Exercise details:
In duplicating the lines below, keep every word unchanged and drop the pictures.

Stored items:
+---+

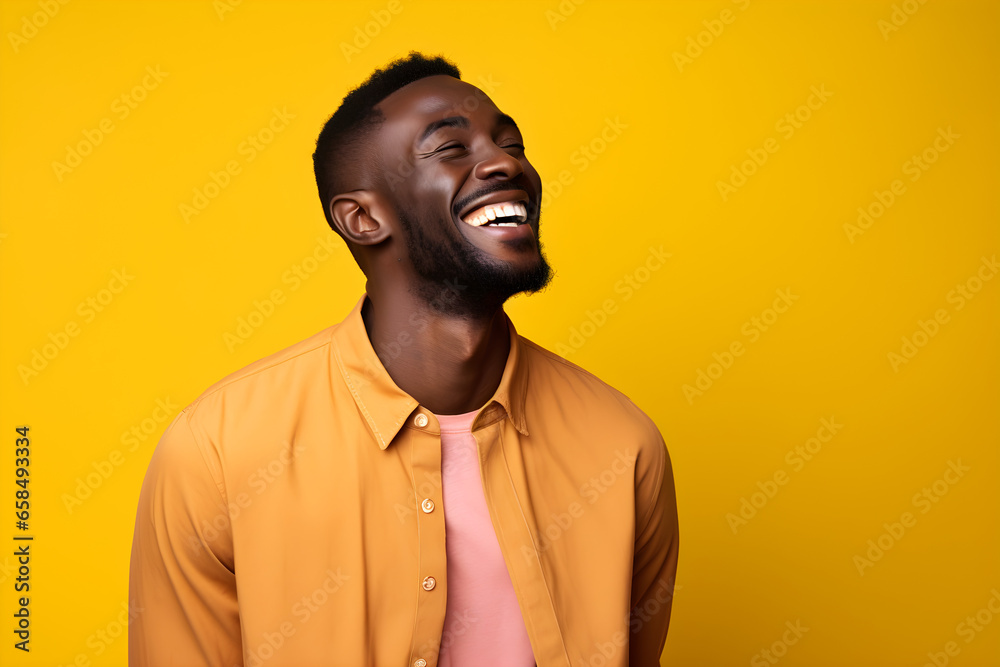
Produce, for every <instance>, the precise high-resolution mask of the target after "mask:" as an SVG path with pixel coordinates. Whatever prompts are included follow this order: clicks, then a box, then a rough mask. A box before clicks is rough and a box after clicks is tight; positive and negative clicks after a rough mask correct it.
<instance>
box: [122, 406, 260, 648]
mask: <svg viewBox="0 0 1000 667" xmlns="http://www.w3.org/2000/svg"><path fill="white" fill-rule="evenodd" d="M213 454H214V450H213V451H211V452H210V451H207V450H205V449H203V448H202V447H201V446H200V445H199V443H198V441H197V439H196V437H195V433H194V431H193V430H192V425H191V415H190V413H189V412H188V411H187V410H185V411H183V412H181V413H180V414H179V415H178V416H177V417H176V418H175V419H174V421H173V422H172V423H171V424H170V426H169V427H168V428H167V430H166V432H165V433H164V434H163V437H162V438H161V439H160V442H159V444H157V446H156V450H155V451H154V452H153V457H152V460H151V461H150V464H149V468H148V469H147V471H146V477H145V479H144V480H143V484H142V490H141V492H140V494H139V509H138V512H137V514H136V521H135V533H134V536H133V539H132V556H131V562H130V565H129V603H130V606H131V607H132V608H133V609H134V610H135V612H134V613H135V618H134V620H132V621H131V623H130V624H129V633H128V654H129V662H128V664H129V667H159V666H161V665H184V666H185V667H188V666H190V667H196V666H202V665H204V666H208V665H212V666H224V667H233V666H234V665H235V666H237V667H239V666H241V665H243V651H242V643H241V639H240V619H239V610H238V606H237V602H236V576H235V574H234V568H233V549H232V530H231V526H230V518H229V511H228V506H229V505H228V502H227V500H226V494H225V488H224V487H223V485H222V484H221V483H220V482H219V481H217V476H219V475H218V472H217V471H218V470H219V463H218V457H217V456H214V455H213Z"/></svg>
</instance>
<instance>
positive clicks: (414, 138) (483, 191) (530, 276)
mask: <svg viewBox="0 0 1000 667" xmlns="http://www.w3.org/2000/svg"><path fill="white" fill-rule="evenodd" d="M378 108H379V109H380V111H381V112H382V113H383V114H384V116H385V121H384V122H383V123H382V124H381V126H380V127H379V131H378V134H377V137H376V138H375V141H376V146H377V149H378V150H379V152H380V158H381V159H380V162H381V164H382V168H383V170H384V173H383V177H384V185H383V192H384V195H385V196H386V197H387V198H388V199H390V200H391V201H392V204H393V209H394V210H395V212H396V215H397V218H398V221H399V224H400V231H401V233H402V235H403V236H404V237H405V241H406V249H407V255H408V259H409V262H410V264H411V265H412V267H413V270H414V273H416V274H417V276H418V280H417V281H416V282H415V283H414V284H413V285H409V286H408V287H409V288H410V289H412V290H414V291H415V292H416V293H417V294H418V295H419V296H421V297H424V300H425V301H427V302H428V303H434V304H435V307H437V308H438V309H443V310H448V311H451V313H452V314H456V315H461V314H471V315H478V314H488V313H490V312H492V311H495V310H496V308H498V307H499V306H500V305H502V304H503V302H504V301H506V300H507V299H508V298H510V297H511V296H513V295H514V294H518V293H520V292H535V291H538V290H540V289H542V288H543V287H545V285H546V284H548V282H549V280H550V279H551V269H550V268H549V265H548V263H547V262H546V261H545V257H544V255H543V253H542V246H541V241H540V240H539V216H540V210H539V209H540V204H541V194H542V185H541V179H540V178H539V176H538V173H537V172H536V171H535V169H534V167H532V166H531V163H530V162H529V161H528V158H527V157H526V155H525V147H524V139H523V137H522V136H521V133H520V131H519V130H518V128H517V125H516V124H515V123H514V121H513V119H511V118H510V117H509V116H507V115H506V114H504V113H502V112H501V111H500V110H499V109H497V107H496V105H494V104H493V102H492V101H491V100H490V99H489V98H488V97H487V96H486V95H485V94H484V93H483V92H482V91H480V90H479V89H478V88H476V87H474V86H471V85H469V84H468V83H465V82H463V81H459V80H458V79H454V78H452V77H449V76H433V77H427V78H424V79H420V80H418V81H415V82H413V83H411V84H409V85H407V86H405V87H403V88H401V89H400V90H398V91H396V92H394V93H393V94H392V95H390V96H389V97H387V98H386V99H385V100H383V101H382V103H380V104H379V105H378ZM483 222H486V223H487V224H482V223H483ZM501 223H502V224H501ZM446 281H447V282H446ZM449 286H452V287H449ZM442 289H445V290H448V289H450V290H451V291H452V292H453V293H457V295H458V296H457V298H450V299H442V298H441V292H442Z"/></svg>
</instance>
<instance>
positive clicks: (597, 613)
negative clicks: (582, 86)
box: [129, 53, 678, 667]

+---+

Task solution:
Produce, for every <instance>, the precise high-resolution mask of the target after "mask:" as an SVG path with pixel coordinates. Whatever prompts are included follow this order: clicks, then a box, then a rough mask. A box before clicks is rough and a box after clicks is tight; positive and negative clicks after a rough mask correct it.
<instance>
box: [122, 406, 260, 648]
mask: <svg viewBox="0 0 1000 667" xmlns="http://www.w3.org/2000/svg"><path fill="white" fill-rule="evenodd" d="M213 454H214V450H213V451H211V452H210V451H207V450H205V449H203V448H202V447H201V446H200V445H199V443H198V441H197V439H196V437H195V433H194V431H193V430H192V425H191V415H190V413H189V412H188V411H187V410H185V411H183V412H181V413H180V414H179V415H178V416H177V417H176V418H175V419H174V421H173V422H172V423H171V424H170V426H169V427H168V428H167V430H166V432H165V433H164V434H163V437H162V438H161V439H160V442H159V444H157V446H156V450H155V451H154V452H153V457H152V460H151V461H150V464H149V468H148V469H147V471H146V477H145V479H144V480H143V484H142V490H141V492H140V494H139V509H138V512H137V514H136V521H135V533H134V536H133V539H132V556H131V562H130V565H129V603H130V606H131V607H132V608H133V609H134V610H135V612H134V613H135V618H134V620H132V621H131V623H130V624H129V633H128V654H129V662H128V664H129V667H159V666H161V665H184V666H185V667H188V666H190V667H196V666H202V665H204V666H208V665H212V666H224V667H233V666H234V665H235V666H237V667H239V666H241V665H243V651H242V643H241V639H240V619H239V610H238V606H237V602H236V576H235V574H234V568H233V549H232V530H231V526H230V518H229V511H228V506H229V505H228V502H227V500H226V494H225V488H224V487H223V485H222V484H221V483H220V482H219V481H217V476H219V475H218V472H217V471H218V470H219V463H218V457H217V456H214V455H213Z"/></svg>
</instance>
<instance>
positive clicks: (414, 138) (483, 191) (530, 276)
mask: <svg viewBox="0 0 1000 667" xmlns="http://www.w3.org/2000/svg"><path fill="white" fill-rule="evenodd" d="M378 108H379V109H380V111H381V112H382V113H383V114H384V116H385V121H384V122H383V123H382V124H381V126H380V127H379V131H378V134H377V137H376V138H375V141H376V146H377V149H378V150H379V152H380V158H381V159H380V162H381V164H382V168H383V170H384V173H383V177H384V185H383V192H384V195H385V196H386V197H387V198H388V199H390V200H391V201H392V204H393V209H394V210H395V212H396V215H397V218H398V221H399V224H400V231H401V233H402V235H403V236H404V237H405V241H406V249H407V255H408V259H409V262H410V264H411V265H412V267H413V270H414V273H416V274H417V276H418V280H417V281H416V282H415V283H414V284H413V285H409V286H408V287H409V288H410V289H412V290H414V291H415V292H416V293H417V294H418V295H419V296H421V297H424V300H425V301H427V302H428V303H434V304H435V307H437V308H438V309H443V310H448V311H451V313H452V314H456V315H461V314H471V315H478V314H488V313H490V312H492V311H495V310H496V308H498V307H499V306H500V305H502V304H503V302H504V301H506V300H507V299H508V298H510V297H511V296H513V295H514V294H518V293H520V292H535V291H538V290H540V289H542V288H543V287H545V285H546V284H548V282H549V280H550V279H551V269H550V268H549V265H548V263H547V262H546V261H545V257H544V255H543V253H542V246H541V241H540V240H539V216H540V210H539V209H540V204H541V194H542V185H541V179H540V178H539V176H538V173H537V172H536V171H535V169H534V167H532V166H531V163H530V162H529V161H528V158H527V157H526V155H525V147H524V139H523V137H522V136H521V133H520V131H519V130H518V128H517V125H516V124H515V123H514V121H513V119H511V118H510V117H509V116H507V115H506V114H504V113H502V112H501V111H500V110H499V109H497V107H496V105H494V104H493V102H492V101H491V100H490V99H489V98H488V97H487V96H486V95H485V94H484V93H483V92H482V91H480V90H479V89H478V88H476V87H474V86H471V85H469V84H468V83H465V82H463V81H459V80H458V79H454V78H452V77H449V76H433V77H427V78H424V79H420V80H418V81H415V82H413V83H411V84H409V85H407V86H405V87H403V88H401V89H400V90H398V91H396V92H394V93H393V94H392V95H390V96H389V97H387V98H386V99H385V100H383V101H382V103H380V104H379V105H378ZM483 222H486V223H487V224H482V223H483ZM501 223H502V224H501ZM446 281H447V282H446ZM449 286H452V287H449ZM442 289H445V290H448V289H450V290H451V291H452V292H453V293H457V295H458V296H457V298H450V299H442V298H441V292H442Z"/></svg>
</instance>
<instance>
positive clicks: (597, 613)
negative clicks: (582, 86)
box: [129, 53, 678, 667]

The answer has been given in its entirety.